Новая инициатива Филиппова в корне меняет дело. Достоевский называет его предложение «несчастным», разумея, конечно, угрозу печальных последствий. Ибо в России заниматься подобной деятельностью волен не каждый.

В законе сказано: «Право содержать типографию или литографию не иначе может быть приобретено, как по представлении просителем достаточных свидетельств о его благонадежности. Свидетельства сии рассматривает Министерство внутренних дел и, в случае удовлетворительности оных, об открытии означенных заведений сносится с Министерством народного просвещения».

Между тем сведущий в прикладной учёности Львов, исчислив цену литографического камня, заключил, что всё предприятие может обойтись около двадцати рублей серебром. Достоевский при этом справедливо заметил, что присутствующие «незаметно уклонились в опасный путь, и что он на это вовсе не согласен». Никто ему не перечил.

Не одобрил идею и брат Михаил Михайлович. Он признает на следствии, что примерно после пятого вечера «наши мирные сходки начали принимать характер политический».

Достоевский в свою очередь подтвердил: Михаил Михайлович объявил ему, что не будет больше посещать Дурова, «если Филиппов не возьмет назад своего предложения», и что то же самое было говорено Филиппову.

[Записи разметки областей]
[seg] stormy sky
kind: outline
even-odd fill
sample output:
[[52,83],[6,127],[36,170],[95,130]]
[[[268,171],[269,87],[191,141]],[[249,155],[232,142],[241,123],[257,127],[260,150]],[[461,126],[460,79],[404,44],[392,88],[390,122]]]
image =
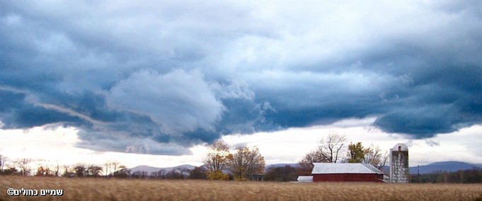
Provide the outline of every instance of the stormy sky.
[[482,123],[478,1],[7,1],[0,28],[1,128],[73,126],[96,151],[181,155],[348,118],[413,139]]

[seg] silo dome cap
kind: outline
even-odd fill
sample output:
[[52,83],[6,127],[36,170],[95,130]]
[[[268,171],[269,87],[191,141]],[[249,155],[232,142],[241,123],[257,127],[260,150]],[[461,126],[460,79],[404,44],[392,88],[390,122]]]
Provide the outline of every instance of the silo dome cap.
[[[400,149],[398,149],[398,147],[400,147]],[[400,150],[400,151],[408,152],[408,147],[407,147],[407,145],[405,145],[405,144],[403,144],[403,143],[398,143],[398,144],[395,145],[395,146],[394,146],[394,148],[392,149],[392,150],[394,150],[394,151]]]

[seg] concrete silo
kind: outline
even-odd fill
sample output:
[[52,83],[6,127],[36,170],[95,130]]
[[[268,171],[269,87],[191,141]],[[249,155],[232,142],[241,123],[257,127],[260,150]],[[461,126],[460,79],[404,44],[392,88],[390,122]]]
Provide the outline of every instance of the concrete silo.
[[408,183],[408,147],[398,143],[390,149],[390,182]]

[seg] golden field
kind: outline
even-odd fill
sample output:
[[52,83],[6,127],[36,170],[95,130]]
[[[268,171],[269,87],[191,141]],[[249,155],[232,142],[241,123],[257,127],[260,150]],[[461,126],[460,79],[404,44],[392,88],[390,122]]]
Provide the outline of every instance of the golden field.
[[[272,183],[0,176],[0,200],[482,200],[482,184]],[[7,189],[62,189],[10,197]]]

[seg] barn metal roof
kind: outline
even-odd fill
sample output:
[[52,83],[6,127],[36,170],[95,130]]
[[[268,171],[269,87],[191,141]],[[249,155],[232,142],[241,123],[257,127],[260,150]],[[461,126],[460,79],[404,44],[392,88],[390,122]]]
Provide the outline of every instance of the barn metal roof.
[[323,173],[377,173],[383,172],[371,164],[314,163],[311,174]]
[[298,181],[313,181],[313,176],[298,176]]

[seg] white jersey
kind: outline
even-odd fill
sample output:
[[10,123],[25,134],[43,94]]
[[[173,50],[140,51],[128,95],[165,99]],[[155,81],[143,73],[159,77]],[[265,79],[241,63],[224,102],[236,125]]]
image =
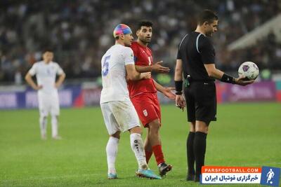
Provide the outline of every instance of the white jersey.
[[28,73],[32,76],[36,74],[37,85],[43,87],[42,89],[38,90],[39,95],[58,94],[58,90],[55,87],[55,76],[64,73],[58,63],[50,62],[46,64],[44,61],[37,62],[33,64]]
[[133,64],[133,53],[120,44],[112,46],[101,60],[103,90],[100,103],[129,100],[125,65]]

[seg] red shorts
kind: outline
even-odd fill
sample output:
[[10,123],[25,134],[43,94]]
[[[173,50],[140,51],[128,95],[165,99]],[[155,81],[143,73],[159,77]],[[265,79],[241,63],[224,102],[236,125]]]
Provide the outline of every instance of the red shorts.
[[142,93],[131,98],[131,100],[145,127],[156,119],[159,119],[161,123],[160,105],[156,92]]

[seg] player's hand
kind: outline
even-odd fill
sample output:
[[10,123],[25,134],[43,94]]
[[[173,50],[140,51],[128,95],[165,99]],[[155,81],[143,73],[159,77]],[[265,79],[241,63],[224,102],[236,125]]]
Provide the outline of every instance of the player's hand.
[[171,100],[176,99],[176,95],[174,93],[173,90],[176,90],[175,88],[172,87],[166,87],[164,88],[162,93],[164,96],[170,99]]
[[153,65],[152,65],[152,71],[159,73],[169,73],[170,72],[170,69],[169,67],[163,67],[160,64],[162,63],[163,61],[161,60],[159,62],[156,62]]
[[41,85],[36,85],[35,88],[33,88],[35,90],[39,90],[43,88],[43,86]]
[[254,83],[254,81],[246,81],[244,76],[240,76],[239,78],[235,78],[235,84],[240,85],[247,85],[249,84]]
[[185,107],[185,101],[182,95],[176,95],[176,106],[184,111]]
[[143,79],[151,78],[151,72],[141,73],[141,76]]

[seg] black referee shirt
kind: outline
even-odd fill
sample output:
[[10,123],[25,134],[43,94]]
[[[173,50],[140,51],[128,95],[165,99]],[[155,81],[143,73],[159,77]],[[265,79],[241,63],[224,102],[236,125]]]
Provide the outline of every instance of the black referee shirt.
[[203,34],[192,32],[179,44],[177,59],[183,61],[185,78],[190,75],[192,81],[214,81],[208,76],[204,64],[214,64],[215,55],[211,41]]

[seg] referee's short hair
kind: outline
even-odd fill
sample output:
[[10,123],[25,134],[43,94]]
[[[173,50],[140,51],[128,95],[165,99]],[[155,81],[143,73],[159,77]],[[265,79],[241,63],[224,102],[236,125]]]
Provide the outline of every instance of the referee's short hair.
[[197,25],[202,25],[205,22],[212,23],[214,20],[218,20],[218,18],[214,12],[206,9],[201,12],[197,18]]

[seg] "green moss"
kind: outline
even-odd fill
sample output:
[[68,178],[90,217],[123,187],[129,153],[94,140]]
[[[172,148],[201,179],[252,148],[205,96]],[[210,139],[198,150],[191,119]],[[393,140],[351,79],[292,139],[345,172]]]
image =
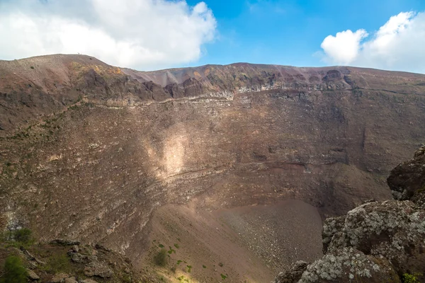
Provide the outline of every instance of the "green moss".
[[402,277],[403,283],[419,283],[420,281],[418,277],[421,276],[421,273],[414,273],[412,275],[409,273],[404,273]]
[[9,255],[6,259],[4,274],[0,277],[0,283],[26,283],[27,272],[20,258]]
[[157,265],[165,266],[167,262],[166,251],[164,249],[161,249],[154,258],[154,262]]

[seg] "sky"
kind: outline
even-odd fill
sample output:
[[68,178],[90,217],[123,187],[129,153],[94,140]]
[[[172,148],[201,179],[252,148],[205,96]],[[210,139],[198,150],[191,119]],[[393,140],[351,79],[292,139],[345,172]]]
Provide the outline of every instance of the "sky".
[[0,59],[148,71],[250,62],[425,74],[425,0],[0,0]]

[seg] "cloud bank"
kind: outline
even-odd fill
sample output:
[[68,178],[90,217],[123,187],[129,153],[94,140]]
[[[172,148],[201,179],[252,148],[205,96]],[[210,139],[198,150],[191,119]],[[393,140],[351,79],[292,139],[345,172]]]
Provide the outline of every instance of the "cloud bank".
[[0,1],[4,59],[81,53],[113,65],[155,69],[197,60],[215,32],[215,18],[204,2]]
[[425,74],[425,13],[400,13],[369,35],[350,30],[322,42],[323,60],[352,65]]

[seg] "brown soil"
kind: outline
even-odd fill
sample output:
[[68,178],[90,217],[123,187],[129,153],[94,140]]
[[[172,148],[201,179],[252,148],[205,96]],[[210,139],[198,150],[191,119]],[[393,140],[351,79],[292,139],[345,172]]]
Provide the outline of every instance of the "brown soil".
[[[267,282],[295,260],[322,255],[320,216],[302,202],[213,212],[197,209],[195,202],[154,213],[151,246],[140,262],[144,272],[156,270],[157,279],[172,282]],[[171,253],[158,268],[153,258],[162,247]]]

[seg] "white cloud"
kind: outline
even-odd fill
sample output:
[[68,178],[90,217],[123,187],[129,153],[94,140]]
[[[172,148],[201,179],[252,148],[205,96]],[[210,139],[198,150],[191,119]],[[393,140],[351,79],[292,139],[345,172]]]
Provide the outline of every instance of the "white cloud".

_Задания_.
**1.** Почему, согласно статье, Достоевский называет предложение Филиппова «несчастным»?
**2.** Перепишите из статьи дословно отрывок начиная со слов «Между тем сведущий» и до слов «было говорено Филиппову.» включительно.

_Ответы к заданиям_.
**1.** Он видел в этом предложении угрозу печальных последствий: в России заниматься подобной деятельностью мог не каждый. По закону право содержать типографию или литографию получал лишь тот, кто представил достаточные свидетельства своей благонадежности.

**2.**
Между тем сведущий в прикладной учёности Львов, исчислив цену литографического камня, заключил, что всё предприятие может обойтись около двадцати рублей серебром. Достоевский при этом справедливо заметил, что присутствующие «незаметно уклонились в опасный путь, и что он на это вовсе не согласен». Никто ему не перечил.

Не одобрил идею и брат Михаил Михайлович. Он признает на следствии, что примерно после пятого вечера «наши мирные сходки начали принимать характер политический».

Достоевский в свою очередь подтвердил: Михаил Михайлович объявил ему, что не будет больше посещать Дурова, «если Филиппов не возьмет назад своего предложения», и что то же самое было говорено Филиппову.